Report how many lines in the records below contain the string "dirt", taking case into account. Give only the number.

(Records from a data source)
►
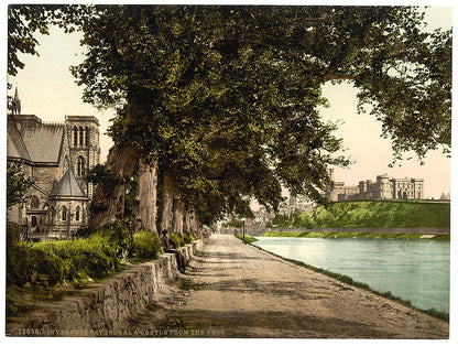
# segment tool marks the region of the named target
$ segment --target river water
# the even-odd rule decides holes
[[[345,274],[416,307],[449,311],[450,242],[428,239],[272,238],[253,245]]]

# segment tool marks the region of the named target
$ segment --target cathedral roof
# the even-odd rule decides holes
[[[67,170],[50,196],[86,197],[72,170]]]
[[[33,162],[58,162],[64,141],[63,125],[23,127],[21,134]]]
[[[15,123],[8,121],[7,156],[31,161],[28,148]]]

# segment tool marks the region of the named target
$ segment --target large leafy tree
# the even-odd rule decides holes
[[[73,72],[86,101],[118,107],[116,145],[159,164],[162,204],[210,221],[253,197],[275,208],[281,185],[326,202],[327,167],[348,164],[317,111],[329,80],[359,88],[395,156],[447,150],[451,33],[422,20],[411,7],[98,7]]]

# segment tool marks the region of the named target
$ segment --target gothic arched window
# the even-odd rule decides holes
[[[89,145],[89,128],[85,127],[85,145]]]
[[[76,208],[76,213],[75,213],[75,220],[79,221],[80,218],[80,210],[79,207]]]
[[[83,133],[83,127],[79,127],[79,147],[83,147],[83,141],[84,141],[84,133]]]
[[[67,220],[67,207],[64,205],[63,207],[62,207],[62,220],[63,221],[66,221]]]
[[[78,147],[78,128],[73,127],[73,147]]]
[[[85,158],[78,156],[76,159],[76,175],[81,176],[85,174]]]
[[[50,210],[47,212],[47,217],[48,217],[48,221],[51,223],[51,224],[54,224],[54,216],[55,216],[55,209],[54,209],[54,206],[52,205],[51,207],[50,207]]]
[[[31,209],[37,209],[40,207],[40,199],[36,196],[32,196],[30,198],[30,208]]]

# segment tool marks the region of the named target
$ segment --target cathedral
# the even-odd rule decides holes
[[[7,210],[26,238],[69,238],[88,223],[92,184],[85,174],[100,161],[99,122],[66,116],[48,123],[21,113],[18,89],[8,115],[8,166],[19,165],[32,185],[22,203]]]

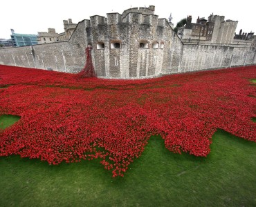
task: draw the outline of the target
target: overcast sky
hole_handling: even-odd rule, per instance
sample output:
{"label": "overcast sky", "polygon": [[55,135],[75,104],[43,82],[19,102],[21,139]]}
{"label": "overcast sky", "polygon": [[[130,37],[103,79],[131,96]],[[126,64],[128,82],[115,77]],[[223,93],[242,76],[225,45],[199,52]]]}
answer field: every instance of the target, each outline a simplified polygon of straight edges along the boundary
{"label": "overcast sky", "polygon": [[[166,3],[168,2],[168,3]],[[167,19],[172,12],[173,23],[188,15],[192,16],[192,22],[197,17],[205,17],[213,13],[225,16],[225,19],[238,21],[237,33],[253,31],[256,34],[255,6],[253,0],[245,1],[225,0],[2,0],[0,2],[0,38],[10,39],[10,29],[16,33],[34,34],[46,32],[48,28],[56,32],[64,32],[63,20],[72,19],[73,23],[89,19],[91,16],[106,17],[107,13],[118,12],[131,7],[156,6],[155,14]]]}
◄
►
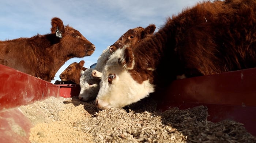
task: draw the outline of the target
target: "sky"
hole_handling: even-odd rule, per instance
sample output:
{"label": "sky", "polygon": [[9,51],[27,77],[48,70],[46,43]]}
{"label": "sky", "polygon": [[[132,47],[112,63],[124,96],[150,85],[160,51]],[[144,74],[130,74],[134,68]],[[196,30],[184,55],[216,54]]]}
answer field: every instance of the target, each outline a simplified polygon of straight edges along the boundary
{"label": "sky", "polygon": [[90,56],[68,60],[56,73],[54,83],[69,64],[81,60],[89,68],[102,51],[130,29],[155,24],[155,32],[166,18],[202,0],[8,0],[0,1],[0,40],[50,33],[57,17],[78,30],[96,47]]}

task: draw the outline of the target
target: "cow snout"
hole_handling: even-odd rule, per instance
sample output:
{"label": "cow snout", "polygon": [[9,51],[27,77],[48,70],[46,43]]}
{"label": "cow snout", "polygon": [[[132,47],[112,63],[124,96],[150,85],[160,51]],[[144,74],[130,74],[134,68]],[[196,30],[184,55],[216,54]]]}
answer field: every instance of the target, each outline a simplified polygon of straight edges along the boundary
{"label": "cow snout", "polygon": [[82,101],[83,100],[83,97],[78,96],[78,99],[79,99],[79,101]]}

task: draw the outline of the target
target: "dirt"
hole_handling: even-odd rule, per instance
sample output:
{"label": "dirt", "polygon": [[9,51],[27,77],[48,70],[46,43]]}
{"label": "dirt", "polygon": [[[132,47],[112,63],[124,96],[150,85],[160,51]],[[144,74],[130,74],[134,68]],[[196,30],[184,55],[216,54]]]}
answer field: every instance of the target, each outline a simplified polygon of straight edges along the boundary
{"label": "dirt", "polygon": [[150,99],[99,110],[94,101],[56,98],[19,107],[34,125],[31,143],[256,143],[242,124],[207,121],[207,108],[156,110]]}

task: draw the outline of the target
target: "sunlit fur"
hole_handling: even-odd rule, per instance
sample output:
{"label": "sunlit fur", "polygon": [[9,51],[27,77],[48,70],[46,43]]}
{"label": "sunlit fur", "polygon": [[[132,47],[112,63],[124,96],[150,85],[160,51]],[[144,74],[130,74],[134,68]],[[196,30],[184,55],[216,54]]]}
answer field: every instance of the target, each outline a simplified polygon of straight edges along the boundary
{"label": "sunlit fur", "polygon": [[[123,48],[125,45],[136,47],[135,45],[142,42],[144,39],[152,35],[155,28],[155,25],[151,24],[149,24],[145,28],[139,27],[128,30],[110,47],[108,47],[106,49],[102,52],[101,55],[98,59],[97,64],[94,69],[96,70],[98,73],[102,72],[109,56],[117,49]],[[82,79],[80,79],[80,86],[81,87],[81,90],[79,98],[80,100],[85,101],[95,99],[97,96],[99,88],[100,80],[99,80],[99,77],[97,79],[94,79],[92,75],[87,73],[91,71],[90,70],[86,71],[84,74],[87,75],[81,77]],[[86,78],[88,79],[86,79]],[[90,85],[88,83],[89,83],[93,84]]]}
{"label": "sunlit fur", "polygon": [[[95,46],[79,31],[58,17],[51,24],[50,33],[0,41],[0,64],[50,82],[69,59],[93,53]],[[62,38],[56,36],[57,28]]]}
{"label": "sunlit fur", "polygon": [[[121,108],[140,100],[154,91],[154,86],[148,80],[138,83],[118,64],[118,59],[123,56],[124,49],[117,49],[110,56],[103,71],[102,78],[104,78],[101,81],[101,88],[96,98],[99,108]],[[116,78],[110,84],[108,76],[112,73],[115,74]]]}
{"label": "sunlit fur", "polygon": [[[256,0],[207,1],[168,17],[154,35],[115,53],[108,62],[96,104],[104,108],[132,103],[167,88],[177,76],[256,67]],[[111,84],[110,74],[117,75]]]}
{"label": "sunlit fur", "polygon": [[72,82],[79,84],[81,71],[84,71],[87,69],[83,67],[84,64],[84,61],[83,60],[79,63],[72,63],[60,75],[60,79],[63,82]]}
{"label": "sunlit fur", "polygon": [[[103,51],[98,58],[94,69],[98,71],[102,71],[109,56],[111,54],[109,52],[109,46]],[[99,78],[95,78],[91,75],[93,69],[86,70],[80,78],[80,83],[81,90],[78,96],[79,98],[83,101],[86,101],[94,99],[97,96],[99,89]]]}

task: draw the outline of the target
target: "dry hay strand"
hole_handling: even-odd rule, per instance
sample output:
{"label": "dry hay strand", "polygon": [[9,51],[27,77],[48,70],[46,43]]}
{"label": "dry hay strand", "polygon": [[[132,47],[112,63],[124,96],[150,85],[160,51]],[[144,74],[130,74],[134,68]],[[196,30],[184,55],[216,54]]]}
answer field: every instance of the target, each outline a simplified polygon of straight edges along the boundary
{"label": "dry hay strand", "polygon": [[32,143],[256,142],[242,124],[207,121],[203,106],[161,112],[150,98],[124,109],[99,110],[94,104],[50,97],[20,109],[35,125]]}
◄
### The output
4